Gather every line in the rows below that contains the word "array", and list those lines.

(Rows from a dataset)
========================================================================

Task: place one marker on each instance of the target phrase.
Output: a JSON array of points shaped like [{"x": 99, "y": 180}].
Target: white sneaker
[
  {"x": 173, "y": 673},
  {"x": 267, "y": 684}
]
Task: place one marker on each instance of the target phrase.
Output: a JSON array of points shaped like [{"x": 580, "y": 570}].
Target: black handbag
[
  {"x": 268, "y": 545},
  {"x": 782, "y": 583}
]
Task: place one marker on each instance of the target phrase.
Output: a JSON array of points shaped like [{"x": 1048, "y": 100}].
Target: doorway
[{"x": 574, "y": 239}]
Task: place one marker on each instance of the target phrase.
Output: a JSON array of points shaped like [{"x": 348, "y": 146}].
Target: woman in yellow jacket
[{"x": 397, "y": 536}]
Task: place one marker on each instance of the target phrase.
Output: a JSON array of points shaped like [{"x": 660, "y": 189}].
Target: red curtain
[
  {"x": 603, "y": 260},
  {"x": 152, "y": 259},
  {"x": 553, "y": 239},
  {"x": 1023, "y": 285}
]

========================================================================

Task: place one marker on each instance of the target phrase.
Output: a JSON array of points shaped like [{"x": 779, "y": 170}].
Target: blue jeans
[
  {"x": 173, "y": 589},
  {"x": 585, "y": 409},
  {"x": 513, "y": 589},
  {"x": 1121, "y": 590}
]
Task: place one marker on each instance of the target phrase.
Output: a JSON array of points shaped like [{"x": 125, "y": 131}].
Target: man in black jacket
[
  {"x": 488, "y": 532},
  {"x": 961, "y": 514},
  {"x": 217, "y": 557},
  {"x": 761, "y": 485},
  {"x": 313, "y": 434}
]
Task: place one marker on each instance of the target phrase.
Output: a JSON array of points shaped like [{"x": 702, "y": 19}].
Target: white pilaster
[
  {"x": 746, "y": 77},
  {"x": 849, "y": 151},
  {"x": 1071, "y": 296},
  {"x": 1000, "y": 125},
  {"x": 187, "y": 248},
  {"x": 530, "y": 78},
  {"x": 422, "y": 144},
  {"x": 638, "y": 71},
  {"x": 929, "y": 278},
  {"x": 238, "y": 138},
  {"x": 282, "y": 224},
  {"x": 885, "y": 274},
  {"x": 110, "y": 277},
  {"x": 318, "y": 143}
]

========================================================================

Full output ▸
Output: a JSON array of points shaped like [{"x": 99, "y": 180}].
Output: a JSON array of points shaped like [{"x": 580, "y": 570}].
Output: a JSON array of points shaped like [{"x": 1048, "y": 100}].
Output: a JSON array of points shaped like [{"x": 348, "y": 146}].
Output: a JSON array of points shaped like [{"x": 660, "y": 189}].
Output: a JSON array of points shaped like [{"x": 779, "y": 170}].
Output: a JSON array of points shaped like [{"x": 125, "y": 131}].
Output: a JSON array of points shaped like [{"x": 702, "y": 19}].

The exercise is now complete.